Nedb is a server-less database, no need to install the server end, the data will be persisted to the local file. Url format: nedb://nedbDirectoryPath. When the amount of data is large, the data query speed is slow, and it will take a lot of time to load data each time you restart the application, so use it only if the data is small.            

Mongodb needs to install the mongo server. The url format: mongodb://username:password@host:port/dbName. It is recommended to save a large amount of data.  



After the application is started, a job collection is automatically created to save the job info during execution.  



database example



logger

Use logger.debug, logger.info, logger.warn or logger.error to print log.  

Those functions are defined in src/common/util/logger.ts.  

The output logs contain extra info: timestamp, log level, source file position.



logger.debugValid && logger.debug("test debug");

logger.info("test info");

logger.warn("test warn");

logger.error("test error");





Debug

simple typescript/js code can be debugged in IDEA  



The inject js code can be debugged in Chromium. When building the PuppeteerWorkerFactory instance, set headless = false, devtools = true to open Chromium devtools panel.

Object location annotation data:

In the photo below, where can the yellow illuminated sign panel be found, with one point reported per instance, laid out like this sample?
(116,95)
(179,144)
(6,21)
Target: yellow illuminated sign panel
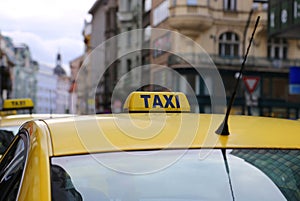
(157,102)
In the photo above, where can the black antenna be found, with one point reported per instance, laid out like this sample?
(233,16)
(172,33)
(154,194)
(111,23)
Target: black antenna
(223,129)
(228,172)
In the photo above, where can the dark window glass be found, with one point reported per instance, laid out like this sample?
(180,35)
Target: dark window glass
(11,170)
(253,174)
(229,45)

REQUIREMENTS:
List every logger function that the text on databases, logging and debugging says to use for printing a log. This data has no connection to the text.

EXPECTED ANSWER:
logger.debug, logger.info, logger.warn, logger.error